__Documentfragment__:
------------------------------------------------------------

Besluit van 13 november 2001 tot wijziging van het koninklijk besluit van 9 oktober 1996, houdende aanwijzing van instellingen als bedoeld in de artikelen 22, vierde lid, en 33, vierde lid, van de Kernenergiewet (Stb. 528)

Wij Beatrix, bij de gratie Gods, Koningin der Nederlanden, Prinses van Oranje-Nassau, enz. enz. enz.

Op de voordracht van Onze Minister van Volkshuisvesting, Ruimtelijke Ordening en Milieubeheer van 7 november 2001, nr. MJZ2001124285, gedaan mede namens Onze Minister van Economische Zaken, de Staatssecretaris van Sociale Zaken en Werkgelegenheid, J. F. Hoogervorst, en Onze Minister van Volksgezondheid, Welzijn en Sport;

Gelet op de artikelen 22, vierde lid, en 33, vierde lid, van de Kernenergiewet en artikel 20.5 van de Wet milieubeheer;

Hebben goedgevonden en verstaan:

ARTIKEL I

In de artikelen 1, onder a, en 2, onder a, van het koninklijk besluit van 9 oktober 1996, houdende aanwijzing van instellingen als bedoeld in de artikelen 22, vierde lid, en 33, vierde lid, van de Kernenergiewet (Stb. 528) wordt «de Stichting Energieonderzoek Centrum Nederland te Petten» vervangen door: de Nuclear Research and consultancy Group v.o.f. te Petten.

------------------------------------------------------------

__Aangeleverd materiaal__:
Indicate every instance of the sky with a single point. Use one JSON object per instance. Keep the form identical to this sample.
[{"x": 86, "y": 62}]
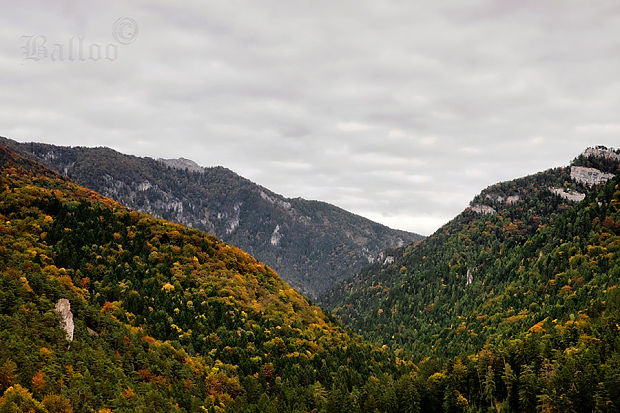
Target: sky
[{"x": 400, "y": 111}]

------------------------------------------------------------

__Opdrachten__:
1/ Schrijf uit het besluit over de Kernenergiewet woordelijk over van "Hebben goedgevonden en" tot "v.o.f. te Petten.".
2/ Zet het besluit over de Kernenergiewet alstublieft voort vanaf de laatste zin die er staat.

__Schriftelijke antwoorden__:
1/
Hebben goedgevonden en verstaan:

ARTIKEL I

In de artikelen 1, onder a, en 2, onder a, van het koninklijk besluit van 9 oktober 1996, houdende aanwijzing van instellingen als bedoeld in de artikelen 22, vierde lid, en 33, vierde lid, van de Kernenergiewet (Stb. 528) wordt «de Stichting Energieonderzoek Centrum Nederland te Petten» vervangen door: de Nuclear Research and consultancy Group v.o.f. te Petten.

2/
ARTIKEL II

Dit besluit treedt in werking met ingang van de dag na de datum van uitgifte van het Staatsblad waarin het wordt geplaatst.

Onze Minister van Volkshuisvesting, Ruimtelijke Ordening en Milieubeheer is belast met de uitvoering van dit besluit dat met de daarbij behorende nota van toelichting in het Staatsblad zal worden geplaatst.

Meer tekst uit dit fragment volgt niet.